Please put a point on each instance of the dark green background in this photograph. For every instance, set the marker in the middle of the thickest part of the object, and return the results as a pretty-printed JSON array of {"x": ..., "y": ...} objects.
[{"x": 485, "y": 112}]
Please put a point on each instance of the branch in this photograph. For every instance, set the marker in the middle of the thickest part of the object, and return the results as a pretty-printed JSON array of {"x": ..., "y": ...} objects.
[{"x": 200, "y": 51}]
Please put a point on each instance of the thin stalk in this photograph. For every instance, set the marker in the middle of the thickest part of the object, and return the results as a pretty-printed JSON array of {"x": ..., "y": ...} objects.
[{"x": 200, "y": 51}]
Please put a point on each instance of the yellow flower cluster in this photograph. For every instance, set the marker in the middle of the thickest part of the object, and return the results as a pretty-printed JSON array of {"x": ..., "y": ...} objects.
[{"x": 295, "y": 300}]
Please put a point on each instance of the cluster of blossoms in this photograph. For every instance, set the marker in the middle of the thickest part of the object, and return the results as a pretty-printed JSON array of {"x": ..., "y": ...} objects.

▶ _Request_: Change every "marker" in the lines above to "dot" and give all of the lines again, with nothing else altered.

▶ _Task output_:
Please put a point on each instance of the dark green background in this photograph. For every instance, set the dot in the middle of the thickest part of the object, and return the results as a pretty-printed JSON array of {"x": ..., "y": ...} objects.
[{"x": 485, "y": 112}]
Please put a point on each instance of the branch in this photograph. For every instance, set the dot in the middle of the thickest part of the object, and return the results as a pretty-printed JSON array of {"x": ..., "y": ...} objects.
[{"x": 200, "y": 51}]
Please put a point on each instance of the thin stalk in this photograph. For every instance, set the dot in the middle of the thickest part of the object, and return the results as a pretty-printed JSON array of {"x": ..., "y": ...} objects.
[{"x": 200, "y": 51}]
Please put a point on each instance of the yellow flower cluster in this photograph. For every instance, set the dot in the middle of the thickest part of the object, and return the results as a pretty-printed JSON array of {"x": ..., "y": ...} objects.
[{"x": 295, "y": 300}]
Please put a point on each instance of the cluster of blossoms in this photograph. For every instance, set the dot in the middle of the thickest part of the object, and return the results as a pretty-printed JSON array of {"x": ..., "y": ...} objects.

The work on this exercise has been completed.